*Task directions*: Your job is to report every line of the entries that has "below".

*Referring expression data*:
══════════

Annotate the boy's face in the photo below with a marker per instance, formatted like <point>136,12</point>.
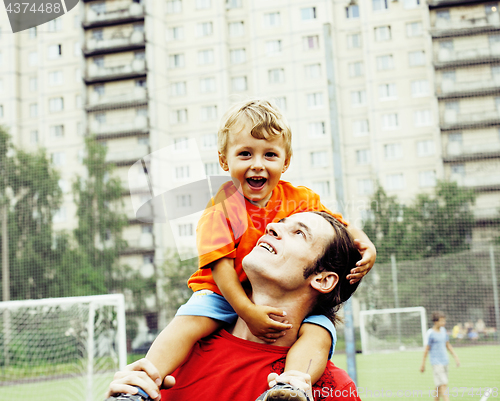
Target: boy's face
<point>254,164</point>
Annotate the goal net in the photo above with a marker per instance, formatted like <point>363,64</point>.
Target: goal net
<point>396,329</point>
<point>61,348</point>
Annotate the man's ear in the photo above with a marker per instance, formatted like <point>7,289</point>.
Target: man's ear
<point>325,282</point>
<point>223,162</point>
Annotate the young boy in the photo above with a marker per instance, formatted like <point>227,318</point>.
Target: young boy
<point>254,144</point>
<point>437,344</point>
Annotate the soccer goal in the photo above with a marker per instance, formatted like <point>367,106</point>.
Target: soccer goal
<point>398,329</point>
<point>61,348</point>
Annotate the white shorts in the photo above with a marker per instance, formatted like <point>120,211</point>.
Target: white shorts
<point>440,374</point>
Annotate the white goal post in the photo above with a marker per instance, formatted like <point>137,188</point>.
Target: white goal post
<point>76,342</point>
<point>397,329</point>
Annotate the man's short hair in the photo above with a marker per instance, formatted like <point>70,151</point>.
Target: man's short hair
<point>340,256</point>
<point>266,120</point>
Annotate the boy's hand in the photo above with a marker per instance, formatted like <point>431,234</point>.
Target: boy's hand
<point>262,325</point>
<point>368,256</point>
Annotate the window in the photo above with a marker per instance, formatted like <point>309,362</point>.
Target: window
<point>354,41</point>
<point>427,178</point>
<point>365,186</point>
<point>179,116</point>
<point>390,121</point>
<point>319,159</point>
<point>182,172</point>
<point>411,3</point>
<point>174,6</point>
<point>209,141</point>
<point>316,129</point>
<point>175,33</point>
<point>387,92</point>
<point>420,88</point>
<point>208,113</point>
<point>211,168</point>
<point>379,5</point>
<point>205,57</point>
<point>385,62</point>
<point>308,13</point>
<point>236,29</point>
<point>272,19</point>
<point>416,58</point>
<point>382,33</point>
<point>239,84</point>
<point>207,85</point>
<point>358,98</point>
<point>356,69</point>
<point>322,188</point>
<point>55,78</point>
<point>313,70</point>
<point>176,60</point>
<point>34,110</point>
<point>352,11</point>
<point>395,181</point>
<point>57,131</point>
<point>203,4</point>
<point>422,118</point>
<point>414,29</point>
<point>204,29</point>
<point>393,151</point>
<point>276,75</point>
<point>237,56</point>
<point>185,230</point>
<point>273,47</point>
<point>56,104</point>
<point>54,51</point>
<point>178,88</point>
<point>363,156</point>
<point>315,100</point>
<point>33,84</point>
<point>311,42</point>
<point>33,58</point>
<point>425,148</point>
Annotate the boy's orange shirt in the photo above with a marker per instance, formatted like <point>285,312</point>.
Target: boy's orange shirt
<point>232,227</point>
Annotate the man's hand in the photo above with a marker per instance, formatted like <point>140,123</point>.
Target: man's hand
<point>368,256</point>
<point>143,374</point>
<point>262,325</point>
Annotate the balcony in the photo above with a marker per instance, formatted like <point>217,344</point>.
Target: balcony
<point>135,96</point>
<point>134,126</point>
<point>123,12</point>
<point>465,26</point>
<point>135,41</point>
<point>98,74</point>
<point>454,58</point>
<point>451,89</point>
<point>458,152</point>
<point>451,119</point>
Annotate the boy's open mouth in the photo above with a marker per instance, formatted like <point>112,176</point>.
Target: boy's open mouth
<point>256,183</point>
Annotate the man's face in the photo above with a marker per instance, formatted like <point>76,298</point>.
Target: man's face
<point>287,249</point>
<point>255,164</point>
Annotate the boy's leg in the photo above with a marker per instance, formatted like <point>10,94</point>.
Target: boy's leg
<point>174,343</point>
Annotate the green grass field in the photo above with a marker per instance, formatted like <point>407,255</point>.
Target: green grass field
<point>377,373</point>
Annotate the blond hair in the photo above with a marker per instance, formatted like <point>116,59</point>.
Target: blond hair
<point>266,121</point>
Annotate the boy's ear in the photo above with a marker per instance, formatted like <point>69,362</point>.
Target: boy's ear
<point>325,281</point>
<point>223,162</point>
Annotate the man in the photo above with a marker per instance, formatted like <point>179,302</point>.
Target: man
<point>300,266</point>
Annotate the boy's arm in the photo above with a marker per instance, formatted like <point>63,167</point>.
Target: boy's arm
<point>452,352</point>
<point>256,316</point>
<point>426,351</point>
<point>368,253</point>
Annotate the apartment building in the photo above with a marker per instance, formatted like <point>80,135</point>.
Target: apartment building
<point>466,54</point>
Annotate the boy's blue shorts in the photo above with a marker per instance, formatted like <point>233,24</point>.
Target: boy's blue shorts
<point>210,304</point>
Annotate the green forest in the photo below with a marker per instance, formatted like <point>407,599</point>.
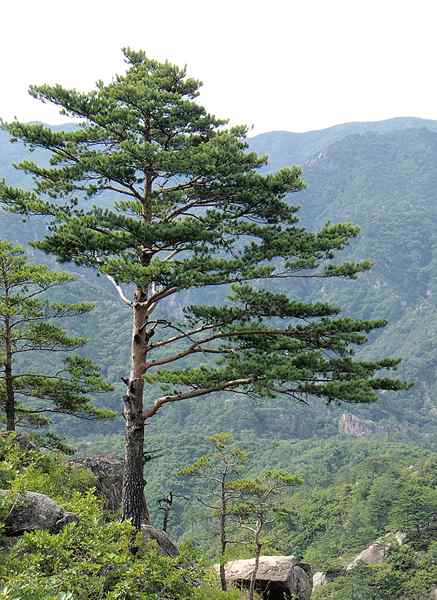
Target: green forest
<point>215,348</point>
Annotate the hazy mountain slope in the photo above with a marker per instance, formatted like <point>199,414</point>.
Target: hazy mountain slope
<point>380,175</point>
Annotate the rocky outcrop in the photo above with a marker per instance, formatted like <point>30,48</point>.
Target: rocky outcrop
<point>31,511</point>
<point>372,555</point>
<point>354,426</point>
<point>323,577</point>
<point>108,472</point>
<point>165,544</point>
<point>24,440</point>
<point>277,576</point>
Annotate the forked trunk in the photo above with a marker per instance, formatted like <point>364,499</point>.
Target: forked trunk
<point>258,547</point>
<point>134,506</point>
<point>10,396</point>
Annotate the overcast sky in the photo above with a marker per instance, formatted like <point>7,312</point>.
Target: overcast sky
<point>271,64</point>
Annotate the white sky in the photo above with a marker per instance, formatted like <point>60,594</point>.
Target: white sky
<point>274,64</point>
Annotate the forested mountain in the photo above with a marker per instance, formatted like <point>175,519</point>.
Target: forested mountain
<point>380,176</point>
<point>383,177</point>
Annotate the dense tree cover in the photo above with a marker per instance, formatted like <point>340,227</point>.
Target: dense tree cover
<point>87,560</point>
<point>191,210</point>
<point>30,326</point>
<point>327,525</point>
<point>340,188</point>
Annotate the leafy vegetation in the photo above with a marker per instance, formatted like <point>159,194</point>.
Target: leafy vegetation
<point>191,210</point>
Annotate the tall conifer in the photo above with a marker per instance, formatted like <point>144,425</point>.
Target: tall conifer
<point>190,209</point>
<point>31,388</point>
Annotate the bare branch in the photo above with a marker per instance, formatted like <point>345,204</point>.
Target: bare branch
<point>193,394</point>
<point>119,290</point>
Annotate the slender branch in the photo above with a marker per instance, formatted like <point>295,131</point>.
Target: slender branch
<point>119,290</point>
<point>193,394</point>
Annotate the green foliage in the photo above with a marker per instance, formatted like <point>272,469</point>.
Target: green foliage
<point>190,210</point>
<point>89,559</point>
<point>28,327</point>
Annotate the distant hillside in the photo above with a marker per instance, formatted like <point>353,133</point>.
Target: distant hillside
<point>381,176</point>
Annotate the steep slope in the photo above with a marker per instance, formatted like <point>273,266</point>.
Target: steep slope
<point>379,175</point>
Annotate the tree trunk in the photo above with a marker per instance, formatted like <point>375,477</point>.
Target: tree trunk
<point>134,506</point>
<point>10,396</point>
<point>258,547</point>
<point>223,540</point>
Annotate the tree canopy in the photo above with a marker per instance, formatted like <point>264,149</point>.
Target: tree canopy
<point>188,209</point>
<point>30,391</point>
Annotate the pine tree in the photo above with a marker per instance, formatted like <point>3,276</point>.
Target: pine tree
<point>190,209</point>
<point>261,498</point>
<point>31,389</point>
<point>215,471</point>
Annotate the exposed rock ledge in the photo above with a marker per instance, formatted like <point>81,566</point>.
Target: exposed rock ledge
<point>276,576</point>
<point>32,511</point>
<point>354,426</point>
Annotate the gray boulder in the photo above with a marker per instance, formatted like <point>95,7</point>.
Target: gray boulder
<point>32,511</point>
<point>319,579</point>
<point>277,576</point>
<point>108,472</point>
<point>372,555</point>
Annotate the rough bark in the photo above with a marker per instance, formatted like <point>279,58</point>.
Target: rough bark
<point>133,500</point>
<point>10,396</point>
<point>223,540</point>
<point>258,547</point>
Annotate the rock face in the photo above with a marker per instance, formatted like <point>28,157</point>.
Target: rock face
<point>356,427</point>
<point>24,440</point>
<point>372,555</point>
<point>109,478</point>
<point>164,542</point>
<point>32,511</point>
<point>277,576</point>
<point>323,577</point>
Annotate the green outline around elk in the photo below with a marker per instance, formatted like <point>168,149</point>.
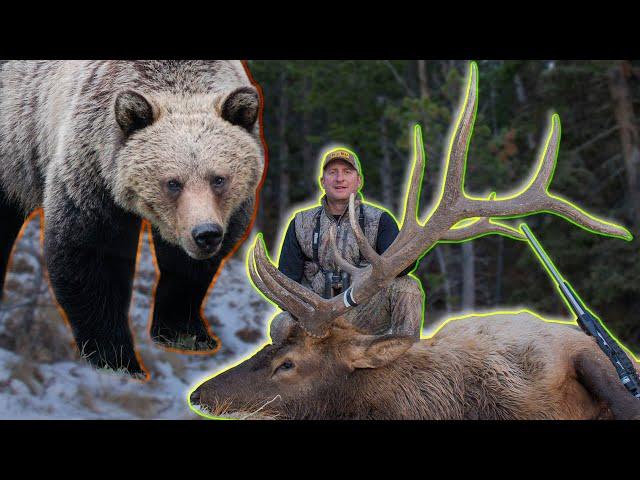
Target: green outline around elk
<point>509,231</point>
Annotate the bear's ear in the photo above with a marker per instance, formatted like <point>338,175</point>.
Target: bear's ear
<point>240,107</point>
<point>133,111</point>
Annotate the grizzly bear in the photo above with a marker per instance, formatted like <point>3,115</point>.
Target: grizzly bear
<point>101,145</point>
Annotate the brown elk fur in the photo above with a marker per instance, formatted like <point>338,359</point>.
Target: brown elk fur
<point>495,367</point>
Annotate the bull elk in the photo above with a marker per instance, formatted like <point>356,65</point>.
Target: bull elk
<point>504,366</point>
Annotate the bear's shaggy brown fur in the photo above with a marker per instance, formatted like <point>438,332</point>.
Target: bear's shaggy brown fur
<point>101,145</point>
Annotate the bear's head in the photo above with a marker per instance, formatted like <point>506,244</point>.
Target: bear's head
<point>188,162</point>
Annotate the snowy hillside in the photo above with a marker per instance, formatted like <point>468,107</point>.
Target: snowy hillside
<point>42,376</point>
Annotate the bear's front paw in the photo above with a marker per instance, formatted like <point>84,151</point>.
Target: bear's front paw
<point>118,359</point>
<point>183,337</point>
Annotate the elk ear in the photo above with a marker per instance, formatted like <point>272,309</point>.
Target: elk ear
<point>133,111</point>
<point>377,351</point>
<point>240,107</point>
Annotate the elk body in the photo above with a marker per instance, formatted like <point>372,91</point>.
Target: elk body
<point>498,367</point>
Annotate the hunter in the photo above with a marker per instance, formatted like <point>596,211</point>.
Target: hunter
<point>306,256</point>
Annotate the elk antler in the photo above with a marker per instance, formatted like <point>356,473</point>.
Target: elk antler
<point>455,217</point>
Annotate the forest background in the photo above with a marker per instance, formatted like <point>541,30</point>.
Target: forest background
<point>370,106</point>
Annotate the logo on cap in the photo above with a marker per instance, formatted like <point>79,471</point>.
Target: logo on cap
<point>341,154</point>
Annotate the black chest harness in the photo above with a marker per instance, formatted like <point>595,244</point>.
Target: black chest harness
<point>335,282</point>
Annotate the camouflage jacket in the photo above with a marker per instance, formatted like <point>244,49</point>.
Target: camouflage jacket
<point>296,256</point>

══════════

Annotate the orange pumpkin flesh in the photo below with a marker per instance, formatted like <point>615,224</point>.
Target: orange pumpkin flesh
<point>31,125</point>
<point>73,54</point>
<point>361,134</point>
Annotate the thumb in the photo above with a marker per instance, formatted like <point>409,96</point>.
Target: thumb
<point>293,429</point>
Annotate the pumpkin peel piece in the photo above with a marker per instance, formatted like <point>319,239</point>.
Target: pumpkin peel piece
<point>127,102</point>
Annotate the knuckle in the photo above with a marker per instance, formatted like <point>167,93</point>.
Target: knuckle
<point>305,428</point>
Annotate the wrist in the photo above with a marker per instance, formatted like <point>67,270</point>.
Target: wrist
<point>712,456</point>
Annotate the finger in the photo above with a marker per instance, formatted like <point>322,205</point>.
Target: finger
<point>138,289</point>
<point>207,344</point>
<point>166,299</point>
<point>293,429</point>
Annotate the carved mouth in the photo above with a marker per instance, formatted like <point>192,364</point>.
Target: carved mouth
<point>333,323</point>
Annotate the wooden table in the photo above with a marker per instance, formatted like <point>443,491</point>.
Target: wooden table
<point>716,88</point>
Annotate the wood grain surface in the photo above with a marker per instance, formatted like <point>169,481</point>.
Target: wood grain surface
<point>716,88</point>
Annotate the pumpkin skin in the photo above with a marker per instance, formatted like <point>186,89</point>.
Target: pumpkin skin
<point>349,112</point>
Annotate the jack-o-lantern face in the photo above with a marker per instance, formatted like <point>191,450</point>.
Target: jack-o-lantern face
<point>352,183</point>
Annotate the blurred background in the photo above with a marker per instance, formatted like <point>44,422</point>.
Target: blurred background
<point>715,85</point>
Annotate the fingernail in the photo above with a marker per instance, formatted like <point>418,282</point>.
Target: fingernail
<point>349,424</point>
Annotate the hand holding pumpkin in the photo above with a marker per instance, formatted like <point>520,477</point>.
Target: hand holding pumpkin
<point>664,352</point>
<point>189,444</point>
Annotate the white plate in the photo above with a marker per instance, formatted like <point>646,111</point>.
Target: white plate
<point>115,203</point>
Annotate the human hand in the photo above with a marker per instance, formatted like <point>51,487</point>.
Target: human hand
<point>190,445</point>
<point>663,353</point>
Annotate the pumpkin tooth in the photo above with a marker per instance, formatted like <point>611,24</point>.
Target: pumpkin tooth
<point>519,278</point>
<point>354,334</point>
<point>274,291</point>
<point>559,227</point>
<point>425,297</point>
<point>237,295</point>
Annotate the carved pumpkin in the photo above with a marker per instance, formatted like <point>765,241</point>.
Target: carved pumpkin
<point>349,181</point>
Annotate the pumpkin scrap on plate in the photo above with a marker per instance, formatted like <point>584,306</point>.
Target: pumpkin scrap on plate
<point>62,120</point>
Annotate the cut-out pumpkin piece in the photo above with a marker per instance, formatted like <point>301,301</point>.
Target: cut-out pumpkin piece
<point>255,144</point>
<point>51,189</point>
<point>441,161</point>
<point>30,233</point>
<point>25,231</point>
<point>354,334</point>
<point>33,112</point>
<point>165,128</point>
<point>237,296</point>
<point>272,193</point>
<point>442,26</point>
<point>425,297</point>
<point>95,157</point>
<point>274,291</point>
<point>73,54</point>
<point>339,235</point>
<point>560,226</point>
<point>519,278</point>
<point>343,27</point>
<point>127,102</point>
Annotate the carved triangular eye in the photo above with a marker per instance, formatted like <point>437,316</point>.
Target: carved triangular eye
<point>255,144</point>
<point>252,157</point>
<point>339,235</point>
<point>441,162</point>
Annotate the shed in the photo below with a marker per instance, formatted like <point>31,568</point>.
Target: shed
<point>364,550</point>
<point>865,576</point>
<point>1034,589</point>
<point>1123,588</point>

══════════

*Result of this exercise*:
Annotate the boy's face in the photo below with a marker per instance, formatted like <point>136,12</point>.
Annotate the green forest in the photo below with a marker per instance, formatted like <point>407,599</point>.
Annotate the green outline around elk in the photo below with a marker per instance, formatted like <point>168,149</point>.
Annotate the orange pumpkin flesh in the photo below with a marker per instance, formatted like <point>615,224</point>.
Annotate the shed in the photo below with a marker per instance, formatted like <point>31,568</point>.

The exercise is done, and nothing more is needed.